> [WHAT THIS TASK INVOLVES]: Once the line containing "Target: man in blue shirt" is found, set down that line and each one after it exactly, through the end of the entries.

[Referring expression data]
·····
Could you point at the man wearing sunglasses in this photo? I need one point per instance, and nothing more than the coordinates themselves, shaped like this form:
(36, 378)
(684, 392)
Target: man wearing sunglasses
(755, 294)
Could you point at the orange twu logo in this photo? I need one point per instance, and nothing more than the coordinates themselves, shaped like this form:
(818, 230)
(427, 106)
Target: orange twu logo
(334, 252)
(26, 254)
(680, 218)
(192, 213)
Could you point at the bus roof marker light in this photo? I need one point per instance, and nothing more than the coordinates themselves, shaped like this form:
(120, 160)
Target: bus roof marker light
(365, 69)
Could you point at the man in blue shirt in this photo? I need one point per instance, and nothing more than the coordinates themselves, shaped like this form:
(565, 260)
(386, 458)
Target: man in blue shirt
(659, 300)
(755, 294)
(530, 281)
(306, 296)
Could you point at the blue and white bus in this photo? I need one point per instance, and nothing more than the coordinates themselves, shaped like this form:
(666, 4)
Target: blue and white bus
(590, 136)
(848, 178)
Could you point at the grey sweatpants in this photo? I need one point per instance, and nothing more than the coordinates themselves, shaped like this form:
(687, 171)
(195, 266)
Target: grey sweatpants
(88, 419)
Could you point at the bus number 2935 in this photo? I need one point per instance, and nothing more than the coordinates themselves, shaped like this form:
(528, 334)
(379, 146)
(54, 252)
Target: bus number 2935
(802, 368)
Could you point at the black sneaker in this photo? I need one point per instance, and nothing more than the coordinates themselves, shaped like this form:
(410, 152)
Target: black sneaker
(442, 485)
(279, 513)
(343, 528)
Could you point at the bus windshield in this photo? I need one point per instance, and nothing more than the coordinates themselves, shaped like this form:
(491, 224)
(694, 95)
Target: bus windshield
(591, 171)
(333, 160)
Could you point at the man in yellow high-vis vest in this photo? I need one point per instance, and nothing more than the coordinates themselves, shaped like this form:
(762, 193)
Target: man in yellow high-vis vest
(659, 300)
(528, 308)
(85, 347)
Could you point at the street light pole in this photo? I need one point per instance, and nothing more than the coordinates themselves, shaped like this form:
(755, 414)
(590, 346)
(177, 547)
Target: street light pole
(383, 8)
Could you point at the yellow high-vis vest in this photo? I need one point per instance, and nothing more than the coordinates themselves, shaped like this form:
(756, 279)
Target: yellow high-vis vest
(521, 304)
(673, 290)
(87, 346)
·····
> [TASK RESULT]:
Target: man in blue shirt
(659, 300)
(755, 294)
(530, 281)
(306, 296)
Could you point at the blue and white bus in this photo? I need one point per instance, and nothing more than the coordinates themselves, shaped like this form:
(666, 4)
Target: blue and white bus
(590, 136)
(848, 178)
Could you point at the grey sweatpants in this photo? I need one point per instance, and nothing more than the coordinates themselves, shaped like this form:
(687, 171)
(195, 266)
Target: grey sweatpants
(88, 419)
Could you point at the bus number 2935 in this photo? I need one point per instance, and nothing more than the coordinates themselves, shaped like this form:
(528, 334)
(379, 146)
(54, 252)
Target: bus number 2935
(802, 368)
Could you point at the black sneaker in this photo? I need one point per instance, and nothing more than the coordinates themselves, shaped like this form:
(410, 152)
Target: black sneaker
(442, 485)
(279, 513)
(343, 528)
Could you point at the bus windshield in this photo? I need one point per instance, and nothing more than the coordinates themselves, shaped like this form:
(491, 224)
(694, 95)
Target: bus windshield
(591, 171)
(333, 160)
Could you point at the man in yellow high-vis vest in this photo? I need one point per instance, and nothing more than the coordinates themselves, shaped like this form:
(762, 193)
Target: man in yellow high-vis vest
(659, 300)
(528, 308)
(85, 347)
Could you point at the street light pole in this photo? I need one point per instance, and nothing more than the coordinates themselves, shaped like this form:
(755, 414)
(590, 346)
(177, 547)
Target: street light pole
(383, 8)
Could you point at the yellow high-vis vest in this photo? I need one point per instance, and nothing more than the coordinates themselves, shaped like this form:
(756, 279)
Target: yellow high-vis vest
(521, 304)
(673, 290)
(87, 346)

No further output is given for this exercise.